(Your objective) Please output the listing that follows exactly, but keep all images out.

Top of Records for the task

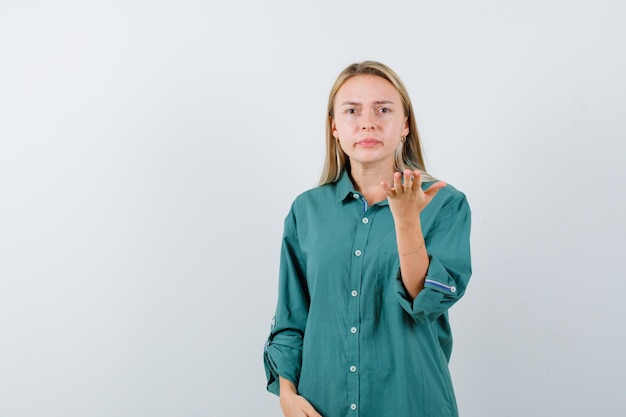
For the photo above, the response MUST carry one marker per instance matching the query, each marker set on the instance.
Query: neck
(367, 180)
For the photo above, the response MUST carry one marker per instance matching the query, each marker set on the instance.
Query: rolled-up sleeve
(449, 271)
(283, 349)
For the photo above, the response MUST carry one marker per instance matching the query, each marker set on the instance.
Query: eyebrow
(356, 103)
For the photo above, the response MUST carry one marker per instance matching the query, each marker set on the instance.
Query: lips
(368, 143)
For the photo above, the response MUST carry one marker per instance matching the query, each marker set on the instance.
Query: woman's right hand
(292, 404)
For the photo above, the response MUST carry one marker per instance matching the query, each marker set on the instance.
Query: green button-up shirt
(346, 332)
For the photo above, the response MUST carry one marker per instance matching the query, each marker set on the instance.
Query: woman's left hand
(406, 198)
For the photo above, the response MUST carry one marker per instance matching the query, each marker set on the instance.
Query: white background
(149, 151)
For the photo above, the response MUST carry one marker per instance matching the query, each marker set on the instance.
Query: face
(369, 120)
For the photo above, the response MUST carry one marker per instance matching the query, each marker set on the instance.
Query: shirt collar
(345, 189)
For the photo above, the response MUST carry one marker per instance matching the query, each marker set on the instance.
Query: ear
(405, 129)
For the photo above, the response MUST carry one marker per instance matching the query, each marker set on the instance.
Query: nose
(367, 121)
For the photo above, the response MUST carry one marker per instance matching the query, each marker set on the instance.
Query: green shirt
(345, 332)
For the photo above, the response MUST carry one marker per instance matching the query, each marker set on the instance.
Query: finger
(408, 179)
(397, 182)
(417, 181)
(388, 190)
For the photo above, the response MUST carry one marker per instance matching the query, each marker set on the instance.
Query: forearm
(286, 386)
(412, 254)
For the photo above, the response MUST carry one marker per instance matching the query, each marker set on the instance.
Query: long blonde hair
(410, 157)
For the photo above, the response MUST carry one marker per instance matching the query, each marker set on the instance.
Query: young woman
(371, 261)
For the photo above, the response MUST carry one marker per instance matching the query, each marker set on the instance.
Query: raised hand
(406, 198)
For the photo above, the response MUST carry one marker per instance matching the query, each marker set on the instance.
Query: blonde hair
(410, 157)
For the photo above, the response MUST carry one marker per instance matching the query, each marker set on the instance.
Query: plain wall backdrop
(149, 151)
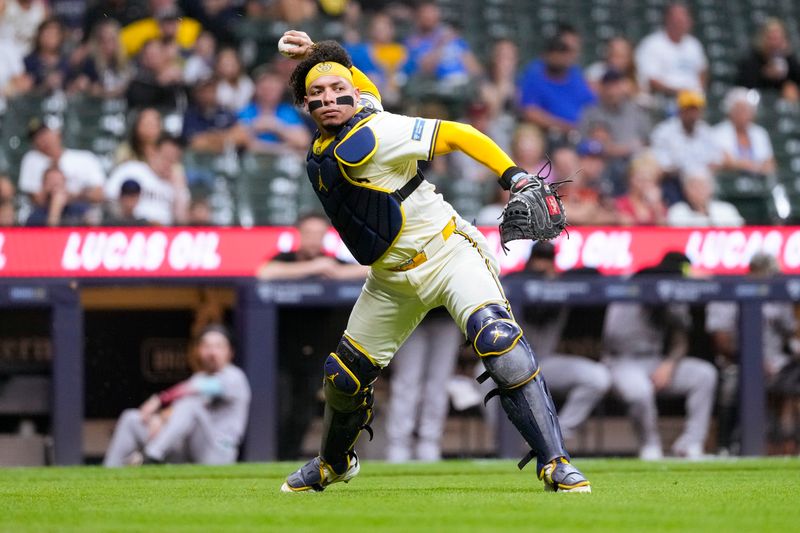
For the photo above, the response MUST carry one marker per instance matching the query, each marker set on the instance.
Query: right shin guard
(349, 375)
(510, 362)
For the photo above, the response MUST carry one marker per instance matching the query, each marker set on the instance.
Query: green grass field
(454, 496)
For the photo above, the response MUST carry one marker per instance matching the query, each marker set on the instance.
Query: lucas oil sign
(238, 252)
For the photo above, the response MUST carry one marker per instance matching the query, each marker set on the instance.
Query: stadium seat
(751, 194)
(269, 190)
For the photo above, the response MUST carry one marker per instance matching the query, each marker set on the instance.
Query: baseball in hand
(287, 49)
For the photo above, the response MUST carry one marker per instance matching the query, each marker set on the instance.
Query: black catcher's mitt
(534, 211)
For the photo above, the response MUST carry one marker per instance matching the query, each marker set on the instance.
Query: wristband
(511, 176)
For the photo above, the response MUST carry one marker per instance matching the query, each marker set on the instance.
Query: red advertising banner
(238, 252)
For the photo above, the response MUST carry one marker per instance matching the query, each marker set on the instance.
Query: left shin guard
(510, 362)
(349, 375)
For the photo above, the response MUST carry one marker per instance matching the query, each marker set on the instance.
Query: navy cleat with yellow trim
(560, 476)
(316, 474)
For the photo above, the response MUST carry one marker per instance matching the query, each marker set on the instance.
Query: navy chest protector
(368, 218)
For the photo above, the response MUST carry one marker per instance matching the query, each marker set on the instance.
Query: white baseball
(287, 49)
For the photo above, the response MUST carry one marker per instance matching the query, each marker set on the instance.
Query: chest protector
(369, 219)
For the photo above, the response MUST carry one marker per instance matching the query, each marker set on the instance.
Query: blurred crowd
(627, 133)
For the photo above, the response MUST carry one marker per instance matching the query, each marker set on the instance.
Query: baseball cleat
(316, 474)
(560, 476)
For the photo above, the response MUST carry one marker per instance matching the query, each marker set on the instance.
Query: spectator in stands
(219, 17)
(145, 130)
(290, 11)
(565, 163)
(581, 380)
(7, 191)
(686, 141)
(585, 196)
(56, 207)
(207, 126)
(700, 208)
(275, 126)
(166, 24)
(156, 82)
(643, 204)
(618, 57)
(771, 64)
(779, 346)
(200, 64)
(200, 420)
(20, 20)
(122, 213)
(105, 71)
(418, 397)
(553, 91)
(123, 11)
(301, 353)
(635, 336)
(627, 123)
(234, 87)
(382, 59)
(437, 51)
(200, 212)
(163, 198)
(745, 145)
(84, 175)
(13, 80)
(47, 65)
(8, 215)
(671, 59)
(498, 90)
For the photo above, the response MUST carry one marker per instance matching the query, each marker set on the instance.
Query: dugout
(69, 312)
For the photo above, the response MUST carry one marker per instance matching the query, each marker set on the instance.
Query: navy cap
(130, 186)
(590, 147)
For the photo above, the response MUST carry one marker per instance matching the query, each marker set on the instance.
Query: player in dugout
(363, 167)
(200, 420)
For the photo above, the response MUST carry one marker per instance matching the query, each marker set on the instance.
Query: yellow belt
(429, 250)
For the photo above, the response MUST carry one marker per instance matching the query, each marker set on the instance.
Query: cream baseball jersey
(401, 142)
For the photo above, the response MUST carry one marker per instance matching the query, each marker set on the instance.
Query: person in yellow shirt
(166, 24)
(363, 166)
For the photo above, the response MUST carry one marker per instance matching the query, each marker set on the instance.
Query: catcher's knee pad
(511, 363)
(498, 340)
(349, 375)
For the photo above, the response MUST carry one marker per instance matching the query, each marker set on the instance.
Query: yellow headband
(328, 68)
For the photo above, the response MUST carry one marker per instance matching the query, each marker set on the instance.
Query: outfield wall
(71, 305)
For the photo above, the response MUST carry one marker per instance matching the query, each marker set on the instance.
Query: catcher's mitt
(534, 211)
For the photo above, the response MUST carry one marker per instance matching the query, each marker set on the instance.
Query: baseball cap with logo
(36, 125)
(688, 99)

Bottom of Records for the task

(Your response)
For the photo above, the response MUST carry one marker per instance matching the query, each marker set on the instance.
Query: neck
(367, 180)
For the photo above, the response MUST carry one marker per instance matching the query, each marker set on the instance.
Query: rolled-up sleeve
(449, 271)
(283, 349)
For the photo above, the response MUST carry one marker per instance matching the query, each marker set on the instance.
Query: eyebrow
(356, 103)
For the photo above, the response MUST carry one marker per instance matching the query, each marker set on the instance.
Query: lips
(368, 143)
For the photo above, the response MUST carry one marker per instance matching the query, each marker set on the instance.
Query: woman's right hand
(292, 404)
For the photo above, the response MUST carry one marker per instance matching the query, each marker set on the instance.
Query: green button-up shirt
(346, 332)
For the photo above, the response MUST carry one marker per instance matching the query, each marker set on the instance.
Query: woman's left hand
(406, 198)
For the photo above, the response MUST carry one marker per instance matching the query, each marker set on the instance.
Query: white background
(149, 151)
For the photo above, the response MUST carry one marker per instance matching the query, each marker set on the instance.
Query: face
(369, 120)
For the photo above, the response MUST carry one marker per instance matching the query, each marker set on the instance.
Query: shirt collar
(345, 189)
For the photo above, the response MUST carry one marker per instance matching the query, each marker set on the instance.
Query: ear
(405, 129)
For the photo above, the response MUST carry one marker per instance matching the query, each marker set on the instance.
Query: nose
(367, 121)
For the photo above, the response MUST carry one marker per instance matching the query, each marker set on the instance.
Query: green shirt
(345, 332)
For the photo above, the response MUST carry one marker per instance matching the query, each marker set on the instance.
Query: finger
(408, 179)
(397, 182)
(417, 181)
(388, 190)
For the photo above, the response MUST carry one marker per instance matching the query, each marker set on the instance.
Query: forearm
(286, 386)
(412, 254)
For the photo above, the response MUST carry one marker per instance matching the query, each marker set on the instance.
Query: long blonde hair
(410, 157)
For the photo above, the response MUST carry one marker per instance matching the query, each marker set on the instance.
Query: young woman
(371, 261)
For the photo above, the response MUST carry one marker per instance matching the query, each marker set on the instance.
Query: raised hand
(406, 198)
For the photo above, the response MUST carry one marker per instance matching the query, each marker set on the instance.
Query: blonde hair
(410, 157)
For the photo above, the response MUST carry one marker per instance matching the query, each marker set on the instance.
Query: plain wall backdrop
(149, 151)
For the photo above, the response MUST carry one marker per instance matching the query, each marker set on the instance.
Query: right shin guard
(349, 375)
(510, 362)
For the photo above, the response MUST carry one marker per instance matching the query, each marker set on the instance.
Query: green grass field
(454, 496)
For the photo above, the response MUST carry one marker per instance matching the query, each marker set on the instance.
Query: lucas oil sign
(238, 252)
For the photo above, the response MUST carry one marker per instance matching the query, each marker set on the instance.
Query: stadium seat
(751, 194)
(269, 190)
For the photo above, the response MUST carry one marker per instance matching the query, each marker set on the instance.
Query: baseball in hand
(287, 49)
For the photo above, the response MUST carry one marker per instance matching the query, each marker set on the instance.
Query: black catcher's mitt
(534, 211)
For the photo above, the response MUST carry one marker per instance matching the query, each marker set on the instance.
Query: wristband
(511, 176)
For the photo above, the response MUST carry one marker per instance matching the query, each marker set on the instance.
Query: red advertising banner
(238, 252)
For the photo above, the response MUST carry one marker per instance matching the query, each marker set on the instance.
Query: left shin guard
(510, 362)
(349, 375)
For the photo above, the response MUST carry one marker per instance matching the query, each marker set on the instance.
Query: navy cleat with yellow trim
(560, 476)
(316, 474)
For the photo above, the response MUST carry one marker per instance matching the query, each marker set on the instance.
Query: navy chest protector
(368, 218)
For the photo above, the response MUST carry one marker per instance matching the query, each marker set on the instance.
Query: white baseball
(287, 49)
For the photo above, the response MUST carry one marker per instance matching the query, each marker set on the instance.
Query: chest protector
(369, 219)
For the photo above, the response MUST carry one marker per instance matching the query, each marker set on the instance.
Query: blurred crowd
(627, 133)
For the photo above, the response MUST carry one marker per instance matching the query, each marker set on the instance.
Query: baseball cleat
(316, 474)
(560, 476)
For the photo above, the response MUST carry one marker per instance matching the query, each marker set on the instance.
Query: spectator in stands
(219, 17)
(145, 130)
(290, 11)
(565, 163)
(581, 380)
(7, 191)
(686, 141)
(585, 196)
(56, 207)
(207, 126)
(700, 208)
(275, 126)
(166, 24)
(156, 82)
(643, 204)
(618, 57)
(771, 64)
(779, 346)
(200, 64)
(200, 420)
(20, 20)
(122, 213)
(105, 71)
(418, 397)
(553, 91)
(123, 11)
(301, 353)
(635, 336)
(627, 123)
(234, 87)
(382, 59)
(437, 51)
(200, 212)
(163, 198)
(745, 145)
(84, 175)
(13, 80)
(47, 65)
(8, 215)
(671, 59)
(498, 90)
For the photo above, the response MUST carry one marker per instance matching the query, each marker set on the instance.
Query: dugout
(69, 312)
For the photo above, the response MUST carry one marker per instance matching the query, each marker set on the instance.
Query: navy cap
(130, 186)
(590, 147)
For the photo above, the response MUST carry one marker per instance matching the query, each marker set on the instance.
Query: player in dugout
(363, 167)
(200, 420)
For the photo above, the response MUST carry one marker per instance matching the query, each marker set on the instance.
Query: yellow belt
(429, 250)
For the photo above, the response MUST carry one marker per instance matching the query, each marker set on the instance.
Query: cream baseball jersey
(401, 142)
For the photo above, the response MUST carry one marker per instance matching the query, each marker set on the instance.
Query: person in yellow shirt
(166, 24)
(363, 166)
For the photo above, the response MUST carry one marker per instance matching the query, each marker set on the instance.
Query: catcher's knee pad
(511, 363)
(498, 340)
(349, 375)
For the photo above, the response MUST carry one marker per instance matching the query, each marker set on the instance.
Query: yellow headband
(328, 68)
For the photo above, the response MUST carry one marker per instance matching the query, each marker set on the instance.
Query: outfield wall
(71, 305)
For the photo above, the response MUST carry one marker per instance matching the query, each marker set on the instance.
Query: catcher's mitt
(534, 211)
For the photo above, the response MUST carry one marker per instance matching the query, each marker set on the instance.
Query: baseball cap with logo
(36, 125)
(688, 99)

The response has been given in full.